Could you give the material below again, swapping every "pixel coordinates" for "image coordinates" and leaving all else unchanged? Omit the pictures from your answer.

_____

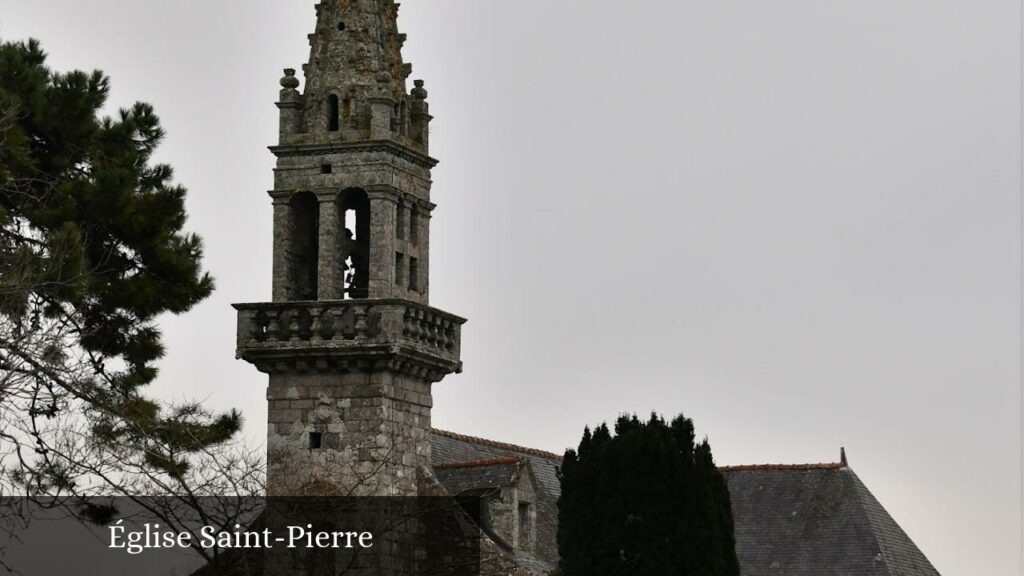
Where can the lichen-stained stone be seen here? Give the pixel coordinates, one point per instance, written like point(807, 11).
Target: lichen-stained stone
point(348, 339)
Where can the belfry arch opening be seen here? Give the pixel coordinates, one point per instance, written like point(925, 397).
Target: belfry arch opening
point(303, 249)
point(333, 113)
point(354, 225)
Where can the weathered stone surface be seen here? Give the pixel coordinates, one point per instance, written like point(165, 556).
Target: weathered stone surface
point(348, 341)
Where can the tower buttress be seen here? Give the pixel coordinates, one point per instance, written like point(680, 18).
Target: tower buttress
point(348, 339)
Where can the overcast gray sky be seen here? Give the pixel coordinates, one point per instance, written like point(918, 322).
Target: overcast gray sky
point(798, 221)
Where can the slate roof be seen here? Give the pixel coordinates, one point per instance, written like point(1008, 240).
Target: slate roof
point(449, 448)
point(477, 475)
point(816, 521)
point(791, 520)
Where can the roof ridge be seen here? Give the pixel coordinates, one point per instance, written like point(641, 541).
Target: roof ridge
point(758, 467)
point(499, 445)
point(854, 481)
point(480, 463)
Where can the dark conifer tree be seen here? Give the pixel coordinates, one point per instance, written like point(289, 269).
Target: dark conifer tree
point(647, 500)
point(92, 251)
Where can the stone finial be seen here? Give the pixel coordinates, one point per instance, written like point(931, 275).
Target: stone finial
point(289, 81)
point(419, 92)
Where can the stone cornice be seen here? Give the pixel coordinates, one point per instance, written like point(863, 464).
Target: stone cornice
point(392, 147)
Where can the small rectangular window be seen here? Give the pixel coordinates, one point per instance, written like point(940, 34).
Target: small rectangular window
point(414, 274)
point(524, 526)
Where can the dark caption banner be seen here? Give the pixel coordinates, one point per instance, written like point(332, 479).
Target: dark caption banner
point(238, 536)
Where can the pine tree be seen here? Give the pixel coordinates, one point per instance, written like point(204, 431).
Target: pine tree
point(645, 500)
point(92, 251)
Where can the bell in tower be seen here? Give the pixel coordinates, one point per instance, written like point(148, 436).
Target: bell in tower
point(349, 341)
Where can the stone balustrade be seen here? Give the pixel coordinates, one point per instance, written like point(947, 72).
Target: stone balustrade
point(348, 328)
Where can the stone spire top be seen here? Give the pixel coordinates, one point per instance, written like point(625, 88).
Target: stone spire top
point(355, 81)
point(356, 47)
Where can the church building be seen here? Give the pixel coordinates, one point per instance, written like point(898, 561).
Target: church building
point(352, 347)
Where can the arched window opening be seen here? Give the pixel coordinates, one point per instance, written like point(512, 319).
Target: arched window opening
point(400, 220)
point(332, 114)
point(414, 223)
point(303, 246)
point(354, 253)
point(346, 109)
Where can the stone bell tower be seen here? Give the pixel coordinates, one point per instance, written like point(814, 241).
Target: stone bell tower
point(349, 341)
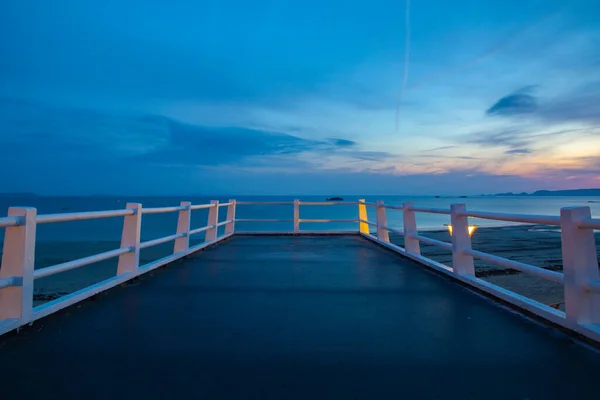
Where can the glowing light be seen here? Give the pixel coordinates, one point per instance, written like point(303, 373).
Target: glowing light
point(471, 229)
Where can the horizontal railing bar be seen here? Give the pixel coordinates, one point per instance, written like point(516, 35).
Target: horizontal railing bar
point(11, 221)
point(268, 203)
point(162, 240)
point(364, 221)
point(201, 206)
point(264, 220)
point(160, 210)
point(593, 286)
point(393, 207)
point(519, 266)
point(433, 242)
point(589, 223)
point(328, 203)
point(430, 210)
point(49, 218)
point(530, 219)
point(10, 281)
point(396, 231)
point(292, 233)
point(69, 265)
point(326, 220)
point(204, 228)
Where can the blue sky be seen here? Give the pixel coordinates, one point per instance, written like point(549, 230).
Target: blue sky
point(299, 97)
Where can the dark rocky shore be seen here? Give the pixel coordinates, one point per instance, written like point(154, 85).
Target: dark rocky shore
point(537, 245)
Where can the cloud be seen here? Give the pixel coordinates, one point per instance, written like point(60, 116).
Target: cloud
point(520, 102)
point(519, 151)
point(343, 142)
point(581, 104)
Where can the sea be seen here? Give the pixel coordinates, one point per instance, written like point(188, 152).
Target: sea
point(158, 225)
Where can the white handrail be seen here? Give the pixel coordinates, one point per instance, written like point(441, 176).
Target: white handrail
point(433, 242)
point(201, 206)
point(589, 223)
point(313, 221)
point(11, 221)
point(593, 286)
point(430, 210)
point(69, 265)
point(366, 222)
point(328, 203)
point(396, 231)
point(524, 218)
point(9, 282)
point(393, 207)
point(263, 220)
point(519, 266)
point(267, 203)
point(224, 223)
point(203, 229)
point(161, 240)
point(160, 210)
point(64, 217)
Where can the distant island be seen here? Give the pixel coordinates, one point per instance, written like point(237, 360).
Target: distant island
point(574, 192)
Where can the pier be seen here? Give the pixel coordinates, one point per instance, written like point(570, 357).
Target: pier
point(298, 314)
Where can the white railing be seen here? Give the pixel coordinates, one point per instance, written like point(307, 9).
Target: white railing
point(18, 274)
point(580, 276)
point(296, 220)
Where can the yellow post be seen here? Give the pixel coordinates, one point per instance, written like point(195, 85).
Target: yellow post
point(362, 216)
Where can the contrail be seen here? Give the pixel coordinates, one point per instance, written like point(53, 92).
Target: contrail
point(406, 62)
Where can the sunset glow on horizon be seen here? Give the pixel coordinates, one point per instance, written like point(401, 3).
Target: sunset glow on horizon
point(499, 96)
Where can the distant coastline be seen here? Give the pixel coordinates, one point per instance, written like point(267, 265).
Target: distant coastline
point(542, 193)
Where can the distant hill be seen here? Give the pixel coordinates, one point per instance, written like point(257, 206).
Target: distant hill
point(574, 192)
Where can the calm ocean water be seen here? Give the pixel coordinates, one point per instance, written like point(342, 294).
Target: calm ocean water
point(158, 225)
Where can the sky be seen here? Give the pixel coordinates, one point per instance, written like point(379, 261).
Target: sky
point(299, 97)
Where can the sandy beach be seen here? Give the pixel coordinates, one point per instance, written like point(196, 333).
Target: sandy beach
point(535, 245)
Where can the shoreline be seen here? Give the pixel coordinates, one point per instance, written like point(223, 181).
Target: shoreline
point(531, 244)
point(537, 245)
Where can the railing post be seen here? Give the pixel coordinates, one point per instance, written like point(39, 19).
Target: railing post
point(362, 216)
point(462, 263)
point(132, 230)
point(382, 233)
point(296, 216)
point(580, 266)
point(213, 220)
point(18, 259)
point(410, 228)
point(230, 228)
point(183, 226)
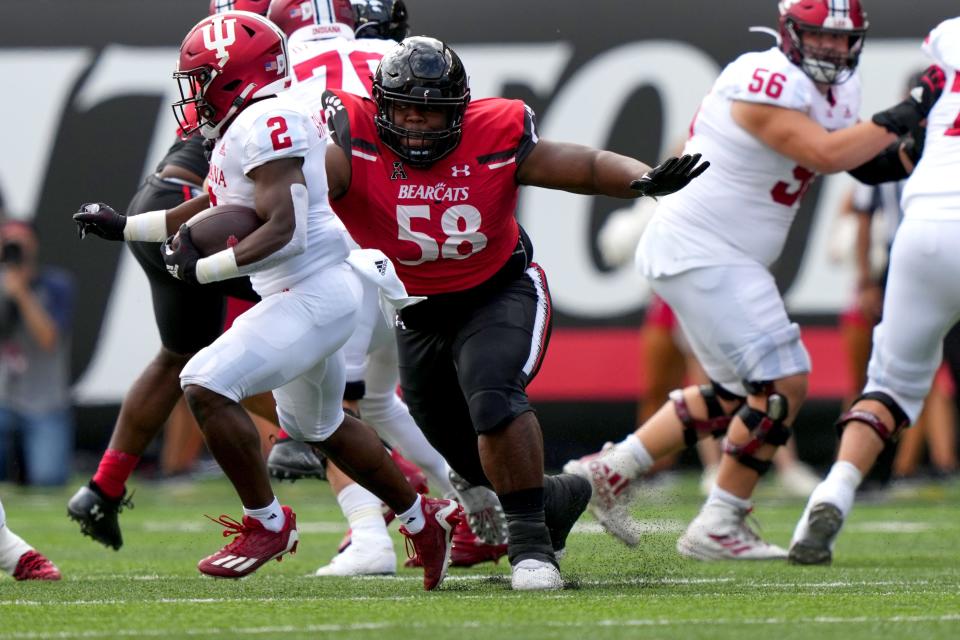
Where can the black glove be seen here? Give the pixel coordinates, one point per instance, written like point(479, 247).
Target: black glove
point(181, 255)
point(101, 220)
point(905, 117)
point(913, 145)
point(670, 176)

_____

▸ **RESULT FOR THIS TASK**:
Where can the lichen-stained stone be seen here? Give the image coordinates, one point per instance, written like point(807, 11).
Target: lichen-stained stone
point(348, 339)
Where can the belfry arch opening be seen here? Give the image coordinates, one point per instance, written like point(925, 397).
Target: belfry arch opening
point(303, 249)
point(333, 113)
point(354, 225)
Where can the weathered stone surface be seen here? Give the image coordinates, one point per instance, written like point(165, 556).
Target: weathered stone surface
point(348, 341)
Where can the tower buttress be seen here? Give the image coordinates, one point per instance, written like point(680, 18).
Target: tower buttress
point(348, 339)
Where can the overcast gray sky be seen here? Give the image coordinates, one point per instance, written like point(918, 322).
Target: overcast gray sky
point(798, 221)
Where can the slate roof be seen here? Give the image coordinates, one point per instance, written like point(1008, 240).
Target: slate roof
point(449, 448)
point(477, 475)
point(816, 521)
point(791, 520)
Where can the roof ridge be seen here? Give the image coordinates, one point per instance, written like point(641, 541).
Target: roof ridge
point(758, 467)
point(499, 445)
point(854, 481)
point(480, 463)
Where can the dark conifer tree be seen here? Give the image coordinates, one point per instance, written like point(289, 269).
Target: dark conifer tree
point(647, 500)
point(92, 251)
Where can the stone finial be seen here? Give the image coordinates, one point per instance, written like point(931, 275).
Target: stone finial
point(289, 81)
point(419, 92)
Where can the stone cornice be seen here? Give the image coordinates, one point per instance, written like point(863, 464).
Target: stone cornice
point(392, 147)
Where can the small rectangular window be seen here? Give the image coordinates, one point per instance, written like point(940, 34).
Target: small rectangular window
point(414, 274)
point(524, 526)
Where can the dark caption banner be seen here? Give the image coordinates, one point per instance, written like point(332, 479).
Target: dark caption banner
point(238, 536)
Where can the pine tree be seen here? Give the image coordinates, one point per instance, written like point(204, 431).
Target: pine tree
point(645, 500)
point(92, 251)
Where can the bell in tower be seen here? Give the image coordinates, one point per instance, written like point(148, 436).
Target: bell in tower
point(349, 341)
Where can the stone balustrade be seen here? Give the image coordinates, one point per instance, written like point(947, 72).
Target: stone balustrade
point(348, 328)
Where can the stone spire top be seen here? Give the image coordinates, one point per instance, written like point(625, 88).
Target: stone spire top
point(355, 81)
point(356, 47)
Where can the church building be seen here? Give the image coordinates, one point per instance, written like point(898, 561).
Target: church building
point(352, 347)
Where can the arched window opening be seen here? Give the image coordinates, one point per instance, written like point(512, 319).
Target: arched window opening
point(400, 220)
point(332, 114)
point(414, 223)
point(303, 246)
point(354, 253)
point(346, 109)
Where can the stone bell tower be seen here? Give the image coordinates, one point per instance, written like point(814, 241).
Target: stone bell tower
point(349, 341)
Where can the glowing light be seen here? Give the image coordinates, one point per instance, written like point(303, 373).
Target: glowing light
point(471, 229)
Where can the horizontal railing bar be seen here? Give the image coordinates, one point per instance, written like point(516, 35).
Target: horizontal railing bar
point(11, 221)
point(268, 203)
point(162, 240)
point(364, 221)
point(201, 206)
point(264, 220)
point(160, 210)
point(593, 286)
point(393, 207)
point(519, 266)
point(433, 242)
point(589, 223)
point(328, 203)
point(430, 210)
point(49, 218)
point(530, 219)
point(10, 281)
point(396, 231)
point(292, 233)
point(69, 265)
point(326, 220)
point(204, 228)
Where can the blue sky be seen here? Give the image coordinates, one point per instance, written like point(549, 230).
Target: blue sky
point(299, 97)
Where can the dark rocky shore be seen here? Give the image coordinates, one point per instance, written like point(154, 85).
Target: dark rocky shore
point(537, 245)
Where can the cloud be seen here? Give the image coordinates, one point per instance, written like point(60, 116).
Target: cloud
point(520, 102)
point(519, 151)
point(343, 142)
point(581, 104)
Where can the sea be seen here? Give the image coordinates, one point per instance, written like point(188, 152).
Target: sea
point(158, 225)
Where can the white handrail be seen here? Give the image coordinates, one point per instance, written like point(441, 176).
Target: white handrail
point(433, 242)
point(201, 206)
point(589, 223)
point(313, 221)
point(11, 221)
point(593, 286)
point(430, 210)
point(69, 265)
point(366, 222)
point(328, 203)
point(396, 231)
point(524, 218)
point(9, 282)
point(393, 207)
point(263, 220)
point(519, 266)
point(267, 203)
point(224, 223)
point(203, 229)
point(161, 240)
point(160, 210)
point(64, 217)
Where can the distant island be seen here? Give the image coordinates, one point per instance, written like point(237, 360).
Target: distant island
point(574, 192)
Where can the pier be seen here? Give the image coordinates, one point per instance, written like point(570, 357).
Target: pier
point(298, 314)
Where can the white railing be seen here? Give the image coordinates, one point per instance, written like point(307, 9).
Target: white railing
point(18, 274)
point(580, 276)
point(296, 220)
Where can the yellow post be seen here? Give the image coordinates, one point per instance, written like point(195, 85).
Target: yellow post
point(362, 216)
Where can the contrail be seen here? Give the image coordinates, one point per instance, written like point(53, 92).
Target: contrail
point(406, 62)
Where can the sunset glow on horizon be seen here? Give the image coordinates, one point per instance, written like point(401, 3).
Target: sunset glow on horizon
point(499, 96)
Where can the distant coastline be seen here? Give the image coordinates, one point per instance, written like point(267, 265).
Target: distant coastline
point(542, 193)
Where can the distant hill be seen here? Give the image coordinates, one point per instance, written like point(257, 206).
Target: distant hill
point(574, 192)
Where can the calm ocean water be seen here? Give the image coordinates, one point per instance, written like point(342, 294).
Target: calm ocean water
point(158, 225)
Where can the sky be seen here? Give the image coordinates, one point per instance, written like point(379, 261).
Target: sky
point(299, 97)
Where can the sandy beach be seen here? Give the image coordinates, one point per instance, written like point(196, 333).
Target: sandy beach
point(535, 245)
Where can the shoreline be seen here? Give the image coordinates, one point per instance, written like point(223, 181).
Target: shoreline
point(531, 244)
point(537, 245)
Where can the railing post be seen here? Give the image coordinates, one point per instance, written like point(39, 19).
Target: railing post
point(362, 216)
point(462, 263)
point(132, 230)
point(382, 233)
point(296, 216)
point(580, 266)
point(213, 220)
point(18, 259)
point(410, 228)
point(230, 228)
point(183, 226)
Where can the black glove be seen here? Give the image coordinates, one point per instance, written like point(479, 247).
Target: black glove
point(181, 255)
point(101, 220)
point(905, 117)
point(913, 145)
point(670, 176)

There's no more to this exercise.